[Supplied data Boundary: Start]

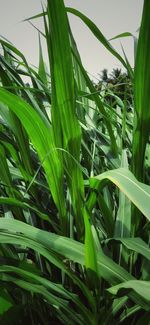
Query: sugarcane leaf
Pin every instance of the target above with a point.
(136, 191)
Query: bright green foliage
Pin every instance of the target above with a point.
(74, 181)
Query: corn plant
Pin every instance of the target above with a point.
(74, 182)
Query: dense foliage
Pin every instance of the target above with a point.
(74, 182)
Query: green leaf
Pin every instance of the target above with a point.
(137, 192)
(141, 95)
(142, 288)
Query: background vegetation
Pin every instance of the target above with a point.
(74, 182)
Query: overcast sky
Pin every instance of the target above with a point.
(111, 16)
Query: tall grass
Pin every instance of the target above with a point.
(74, 191)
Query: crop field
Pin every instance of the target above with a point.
(74, 181)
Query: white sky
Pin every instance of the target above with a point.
(111, 16)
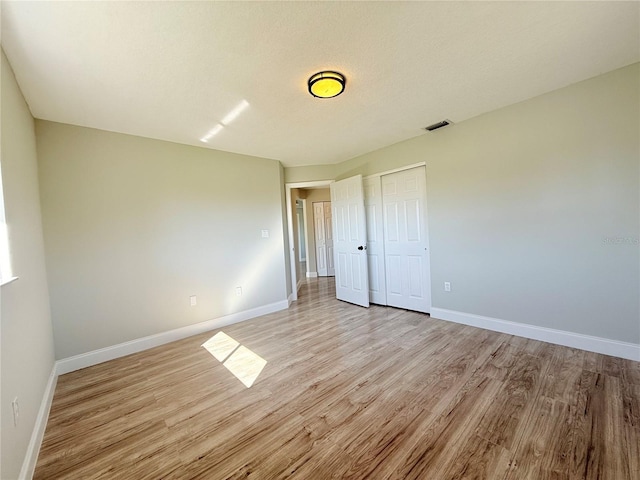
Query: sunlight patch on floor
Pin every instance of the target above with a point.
(244, 364)
(221, 346)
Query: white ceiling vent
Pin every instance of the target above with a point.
(438, 125)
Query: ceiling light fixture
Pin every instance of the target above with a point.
(326, 84)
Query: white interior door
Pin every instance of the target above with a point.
(324, 239)
(375, 240)
(407, 267)
(328, 238)
(349, 241)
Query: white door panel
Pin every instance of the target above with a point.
(324, 239)
(375, 240)
(405, 240)
(349, 232)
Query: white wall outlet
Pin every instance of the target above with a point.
(16, 411)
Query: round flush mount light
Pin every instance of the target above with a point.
(326, 84)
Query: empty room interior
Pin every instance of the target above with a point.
(320, 240)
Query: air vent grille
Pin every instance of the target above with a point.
(438, 125)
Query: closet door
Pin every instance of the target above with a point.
(375, 240)
(407, 267)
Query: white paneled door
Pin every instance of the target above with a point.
(375, 240)
(405, 240)
(323, 230)
(349, 241)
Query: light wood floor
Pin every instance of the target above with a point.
(350, 393)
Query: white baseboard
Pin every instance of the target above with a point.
(605, 346)
(88, 359)
(33, 449)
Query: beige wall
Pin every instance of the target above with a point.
(27, 340)
(527, 206)
(134, 226)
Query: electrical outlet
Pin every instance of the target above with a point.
(16, 411)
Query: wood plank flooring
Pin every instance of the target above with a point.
(350, 393)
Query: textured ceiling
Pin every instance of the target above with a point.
(173, 70)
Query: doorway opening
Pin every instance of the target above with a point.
(302, 192)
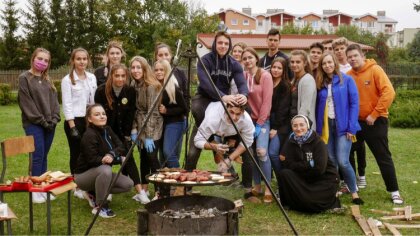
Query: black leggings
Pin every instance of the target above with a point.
(198, 108)
(149, 162)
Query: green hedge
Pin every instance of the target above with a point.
(405, 111)
(6, 97)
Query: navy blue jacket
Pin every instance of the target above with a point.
(346, 105)
(222, 70)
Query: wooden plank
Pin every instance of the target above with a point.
(355, 210)
(401, 217)
(387, 213)
(63, 188)
(407, 213)
(406, 226)
(393, 230)
(373, 227)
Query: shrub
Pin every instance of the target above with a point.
(5, 94)
(405, 111)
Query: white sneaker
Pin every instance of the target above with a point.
(38, 198)
(156, 197)
(78, 193)
(90, 198)
(141, 197)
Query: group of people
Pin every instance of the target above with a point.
(298, 116)
(104, 114)
(310, 113)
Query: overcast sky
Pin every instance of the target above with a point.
(399, 10)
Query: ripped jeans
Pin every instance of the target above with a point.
(261, 150)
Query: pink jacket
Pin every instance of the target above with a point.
(259, 96)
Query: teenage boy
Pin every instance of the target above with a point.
(218, 134)
(222, 69)
(375, 95)
(273, 42)
(315, 52)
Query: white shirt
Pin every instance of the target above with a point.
(216, 122)
(330, 103)
(77, 97)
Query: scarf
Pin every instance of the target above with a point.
(302, 139)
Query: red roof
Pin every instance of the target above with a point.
(288, 41)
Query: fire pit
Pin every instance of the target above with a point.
(188, 215)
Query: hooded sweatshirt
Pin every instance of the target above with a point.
(222, 70)
(375, 90)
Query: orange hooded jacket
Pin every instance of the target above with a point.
(375, 90)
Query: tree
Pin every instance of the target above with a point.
(57, 34)
(382, 48)
(35, 26)
(11, 50)
(414, 48)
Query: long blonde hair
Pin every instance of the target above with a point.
(172, 83)
(322, 78)
(114, 44)
(72, 67)
(44, 74)
(148, 75)
(307, 67)
(110, 80)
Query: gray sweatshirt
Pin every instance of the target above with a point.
(37, 100)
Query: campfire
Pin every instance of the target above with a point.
(188, 215)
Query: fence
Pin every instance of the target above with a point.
(402, 76)
(11, 76)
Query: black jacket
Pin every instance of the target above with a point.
(298, 159)
(222, 71)
(96, 143)
(120, 117)
(280, 108)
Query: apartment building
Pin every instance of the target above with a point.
(247, 22)
(401, 38)
(259, 42)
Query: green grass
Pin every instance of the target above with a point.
(256, 219)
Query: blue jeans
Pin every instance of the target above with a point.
(274, 152)
(338, 152)
(172, 137)
(261, 143)
(43, 141)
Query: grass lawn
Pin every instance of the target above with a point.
(256, 219)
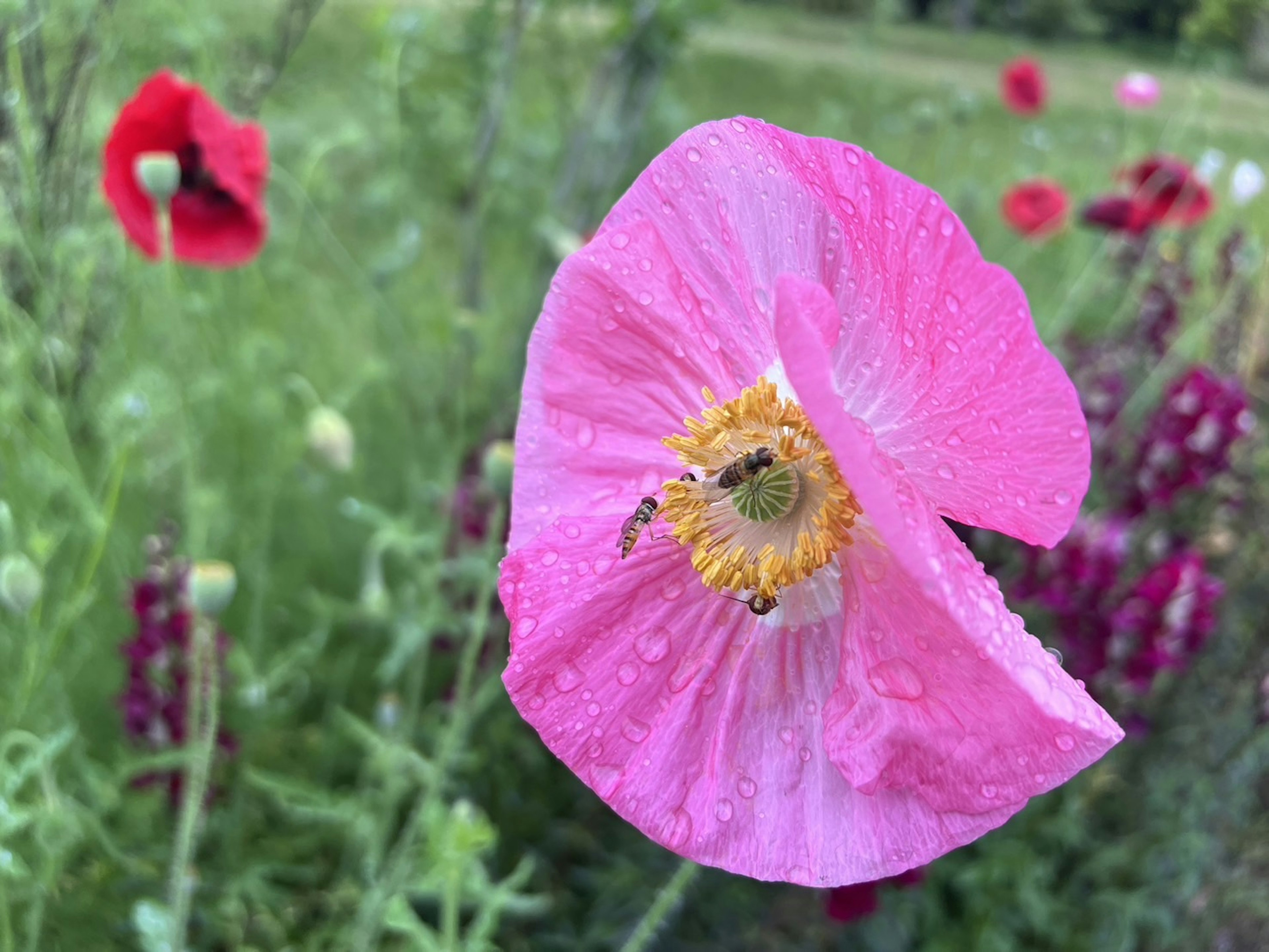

[Supplied data Boundary: End]

Only the lines from the one with "Query: long blonde hair" through the final line of the entries above are to be repeated, exactly as written and without pictures.

_Result for this task_.
Query: long blonde hair
Pin every instance of the target above with a point.
(172, 83)
(322, 78)
(114, 44)
(72, 67)
(44, 74)
(148, 75)
(307, 67)
(110, 80)
Query: gray sweatshirt
Pin every instance of the target above with a point.
(37, 100)
Query: campfire
Pin every instance of the target above with a point.
(188, 215)
Query: fence
Pin every instance of the target above with a point.
(402, 76)
(11, 76)
Query: black jacket
Pin every instance of the target above with a point.
(298, 159)
(222, 71)
(96, 143)
(120, 117)
(280, 108)
Query: apartment building
Pin every instance of the target above with a point.
(247, 22)
(401, 38)
(259, 42)
Query: green grass
Pin every instance of the target above with a point.
(256, 219)
Query: blue jeans
Pin every instance of the target above with a point.
(274, 152)
(338, 152)
(172, 137)
(261, 143)
(43, 141)
Query: grass lawn
Pin every instance of the target above with a point.
(256, 219)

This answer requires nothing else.